── Supplied records

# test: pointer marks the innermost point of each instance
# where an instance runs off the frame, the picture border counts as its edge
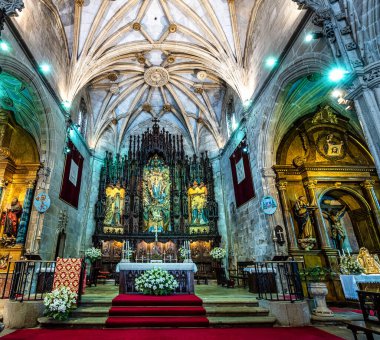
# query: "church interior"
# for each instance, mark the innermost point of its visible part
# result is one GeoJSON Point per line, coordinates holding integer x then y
{"type": "Point", "coordinates": [190, 168]}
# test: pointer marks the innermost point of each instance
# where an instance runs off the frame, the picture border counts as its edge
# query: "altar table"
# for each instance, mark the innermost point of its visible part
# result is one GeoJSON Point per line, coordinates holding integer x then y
{"type": "Point", "coordinates": [183, 272]}
{"type": "Point", "coordinates": [350, 283]}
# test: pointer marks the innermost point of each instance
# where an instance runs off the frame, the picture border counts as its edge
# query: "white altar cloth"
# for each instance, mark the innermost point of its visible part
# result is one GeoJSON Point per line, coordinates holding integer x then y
{"type": "Point", "coordinates": [350, 283]}
{"type": "Point", "coordinates": [146, 266]}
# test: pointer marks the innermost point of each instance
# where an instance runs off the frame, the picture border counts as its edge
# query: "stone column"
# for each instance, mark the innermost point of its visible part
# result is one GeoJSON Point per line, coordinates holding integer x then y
{"type": "Point", "coordinates": [2, 186]}
{"type": "Point", "coordinates": [367, 185]}
{"type": "Point", "coordinates": [290, 231]}
{"type": "Point", "coordinates": [26, 209]}
{"type": "Point", "coordinates": [319, 224]}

────

Problem to solve: Because the pictures are not wanted, retype only the text of every record, exactly as given.

Response to this task:
# test: pointer marks the innermost point of each instance
# where an instance runs off the frame, the picture border counts as its edge
# query: "church interior"
# for each instance, mark the innermost point of its visible part
# result is one GeoJSON Point per line, coordinates holding integer x then y
{"type": "Point", "coordinates": [190, 168]}
# test: pointer marks the innermost point of each instance
# where an instance runs off the frame, the picture border counts as its edge
# query: "altar table"
# for each instance, mark the innermost point of its visible part
# result is one GeoJSON Point per line, coordinates holding integer x then y
{"type": "Point", "coordinates": [183, 272]}
{"type": "Point", "coordinates": [350, 283]}
# test: pointer marks the innermost point of each instance
# where an instance runs off the frame, the picture border counts as its edge
# query: "white altar cloth"
# for each instance, mark the innermost point of its visible part
# result is one GeoJSON Point per line, coordinates holding integer x then y
{"type": "Point", "coordinates": [350, 283]}
{"type": "Point", "coordinates": [146, 266]}
# test: pointer marks the innermost point of each instance
# where an instance runs off the frame, the picture border counts as its edge
# query: "stone column"
# for each instance, mark the innermost point of its visible part
# result is one GeoJSON Point per line, coordinates holding integer x then y
{"type": "Point", "coordinates": [2, 186]}
{"type": "Point", "coordinates": [367, 185]}
{"type": "Point", "coordinates": [290, 231]}
{"type": "Point", "coordinates": [26, 209]}
{"type": "Point", "coordinates": [319, 224]}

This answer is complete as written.